INSTRUCTIONS FOR THE TASK: Leave out the images and repeat every entry below exactly.

Collected data

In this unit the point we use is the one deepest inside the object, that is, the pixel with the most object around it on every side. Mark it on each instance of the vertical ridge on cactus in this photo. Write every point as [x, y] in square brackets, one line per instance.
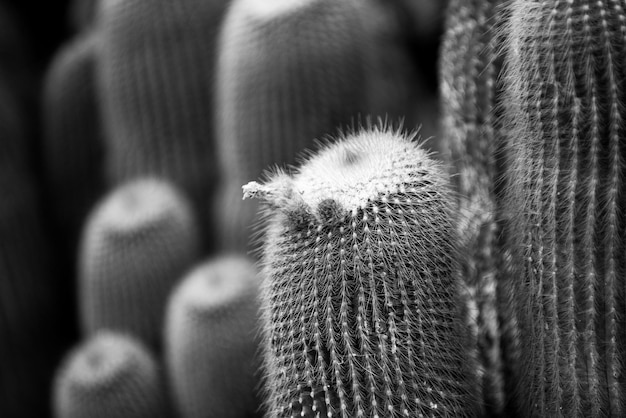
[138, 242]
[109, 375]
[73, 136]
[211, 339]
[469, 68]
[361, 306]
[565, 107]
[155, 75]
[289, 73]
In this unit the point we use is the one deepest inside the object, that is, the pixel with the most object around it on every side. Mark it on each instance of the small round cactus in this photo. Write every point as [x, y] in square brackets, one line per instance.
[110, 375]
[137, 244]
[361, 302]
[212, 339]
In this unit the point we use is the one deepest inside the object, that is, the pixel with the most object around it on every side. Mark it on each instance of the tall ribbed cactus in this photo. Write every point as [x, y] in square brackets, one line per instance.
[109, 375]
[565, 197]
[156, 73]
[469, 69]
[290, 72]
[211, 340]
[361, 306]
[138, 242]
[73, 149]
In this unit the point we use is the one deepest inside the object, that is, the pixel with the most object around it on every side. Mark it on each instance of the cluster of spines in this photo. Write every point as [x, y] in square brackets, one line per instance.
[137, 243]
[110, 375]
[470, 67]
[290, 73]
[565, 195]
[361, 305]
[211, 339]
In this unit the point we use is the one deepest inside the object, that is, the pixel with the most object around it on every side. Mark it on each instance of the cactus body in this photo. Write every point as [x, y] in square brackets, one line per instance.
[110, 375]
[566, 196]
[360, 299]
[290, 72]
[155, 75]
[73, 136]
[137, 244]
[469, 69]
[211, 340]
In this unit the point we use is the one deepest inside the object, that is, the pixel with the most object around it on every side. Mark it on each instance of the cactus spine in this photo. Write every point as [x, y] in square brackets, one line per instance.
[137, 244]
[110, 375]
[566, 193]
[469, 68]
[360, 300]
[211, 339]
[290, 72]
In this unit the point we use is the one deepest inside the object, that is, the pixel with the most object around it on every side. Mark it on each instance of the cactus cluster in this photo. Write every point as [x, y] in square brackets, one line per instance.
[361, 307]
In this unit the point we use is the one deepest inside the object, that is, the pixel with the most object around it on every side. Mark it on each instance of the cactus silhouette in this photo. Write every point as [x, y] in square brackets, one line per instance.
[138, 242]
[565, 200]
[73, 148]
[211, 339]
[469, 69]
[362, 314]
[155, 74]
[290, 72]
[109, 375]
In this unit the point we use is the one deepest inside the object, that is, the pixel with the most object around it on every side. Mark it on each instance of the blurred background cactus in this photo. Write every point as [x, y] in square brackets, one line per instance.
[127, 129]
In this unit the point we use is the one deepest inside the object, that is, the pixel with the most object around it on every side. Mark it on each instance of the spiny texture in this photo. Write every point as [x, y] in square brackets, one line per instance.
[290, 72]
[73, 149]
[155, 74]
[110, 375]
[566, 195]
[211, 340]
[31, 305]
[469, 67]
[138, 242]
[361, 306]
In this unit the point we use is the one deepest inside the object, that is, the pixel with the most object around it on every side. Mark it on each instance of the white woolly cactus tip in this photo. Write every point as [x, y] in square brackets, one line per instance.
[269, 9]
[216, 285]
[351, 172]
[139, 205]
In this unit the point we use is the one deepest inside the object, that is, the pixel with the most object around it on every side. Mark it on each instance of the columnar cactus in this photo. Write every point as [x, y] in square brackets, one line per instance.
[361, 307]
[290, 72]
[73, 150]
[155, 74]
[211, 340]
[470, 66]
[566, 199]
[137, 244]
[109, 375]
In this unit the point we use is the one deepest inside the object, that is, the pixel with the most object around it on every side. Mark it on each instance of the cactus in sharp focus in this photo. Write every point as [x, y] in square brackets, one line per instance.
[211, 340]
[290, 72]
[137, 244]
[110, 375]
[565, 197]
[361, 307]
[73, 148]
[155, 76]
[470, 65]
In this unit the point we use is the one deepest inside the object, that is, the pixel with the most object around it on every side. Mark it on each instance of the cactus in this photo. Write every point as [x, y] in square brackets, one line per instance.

ANSWER TO THE EXERCISE:
In this unit the point we use is the one deepest inside the object, that is, the pixel with the most object around it on every side. Mark it on each instance of the vertical ridge on cactus in this photo. Write every point as [x, y] in square brackets, one line per instance.
[138, 242]
[109, 375]
[73, 136]
[211, 339]
[469, 68]
[361, 306]
[565, 107]
[155, 75]
[289, 73]
In this unit the point we use is the one deepest inside the object, that is, the pixel with the most object around it on every side. Mark it on each instance of the small round cactus in this photo. Write every point as [x, y] in square brackets, one line per instance.
[110, 375]
[137, 244]
[361, 302]
[212, 339]
In this unit the point we use is the one deepest inside the object, that is, the pixel with the most object around it on every side. Mark it on each instance of the tall ribbed cactus in this photo. Write every point as [x, y] in square brackets, one line per instance.
[109, 375]
[565, 197]
[156, 73]
[469, 69]
[290, 72]
[211, 340]
[361, 306]
[138, 242]
[73, 149]
In this unit the point we use is the one deepest inside the object, that is, the pixel with the most object around it on every side. Mark it on each instance of the cluster of spines in this photo. Write every point as [x, y] in square brackets, one line per instance.
[137, 243]
[110, 375]
[470, 67]
[290, 73]
[565, 195]
[361, 305]
[211, 339]
In this unit the point we use is the one deepest inside the object, that is, the pixel with the most object around it on every side. Mark it on each instance of the cactus body in this photo. Write every point as [x, y] in square brackets, one line per instance.
[110, 375]
[566, 196]
[360, 299]
[290, 72]
[155, 75]
[73, 136]
[137, 244]
[469, 69]
[211, 340]
In this unit the point we use is the one deepest inside the object, that is, the pixel with the most object around it on every side. Mark it on each instance of the cactus spine in this photo. Write every point as [x, y] in square brackets, one line per instance.
[137, 244]
[110, 375]
[566, 193]
[469, 68]
[360, 300]
[211, 339]
[290, 72]
In this unit the point we use is the one deepest inside the object, that is, the pixel with the most object around it on every side. Mark it on each instance of the cactus cluster in this photo. Write every point as [x, y] in square brackets, one line per instance.
[361, 307]
In this unit the point we use is the one deepest inside the object, that is, the pixel with the most object around it on every side. Mark it on each instance of the cactus silhouette in this photo. Write every point as [x, y] in square brackets, one line per instance.
[138, 242]
[565, 200]
[73, 148]
[211, 339]
[469, 69]
[362, 314]
[155, 74]
[290, 72]
[109, 375]
In this unit the point we use is the one deepest inside the object, that is, the pixel with the most object around it on every side. Mark it on each instance of the blurred background cactus in this photo. Write every point as [x, y] in square brackets, one line per instance.
[127, 129]
In this unit the point we use is the one deepest inside the object, that is, the pixel with the most object around it on every side. Mark it on each instance of the spiny texture in this photo. Write every point as [x, y] in square brackets, one line per instance.
[290, 72]
[73, 149]
[155, 74]
[110, 375]
[566, 195]
[211, 340]
[31, 305]
[469, 67]
[138, 242]
[361, 306]
In this unit the point we use is the one deepest inside the object, that is, the pixel with the most object around it on every side. Mark it on each instance of the white woolly cactus tip in this photo. Write every point as [x, y] in square brackets, one line per instance.
[269, 9]
[216, 285]
[351, 172]
[139, 205]
In this unit the point we use is the one deepest inside the object, that is, the pixel with the most object around it on every side. Mark it on each instance of the columnar cactus in this photo. Write every point as [x, y] in square brackets, one line per instance.
[361, 307]
[290, 72]
[73, 150]
[155, 74]
[211, 340]
[470, 66]
[566, 199]
[137, 244]
[109, 375]
In this unit the point we use is the one deepest inside the object, that is, the pixel with the most object around it on every side. Mark it on each instance of the cactus in sharp focus in this photo. Write every point as [x, y] in square brackets, one line per instance.
[211, 340]
[290, 72]
[137, 244]
[110, 375]
[565, 197]
[361, 307]
[73, 148]
[155, 76]
[470, 65]
In this unit the point we use is the one deepest inside the object, that is, the pixel with the most object around it on every side. Mark it on each instance of the cactus in this photo. Write every point as [x, y] in square brackets, one line per instance.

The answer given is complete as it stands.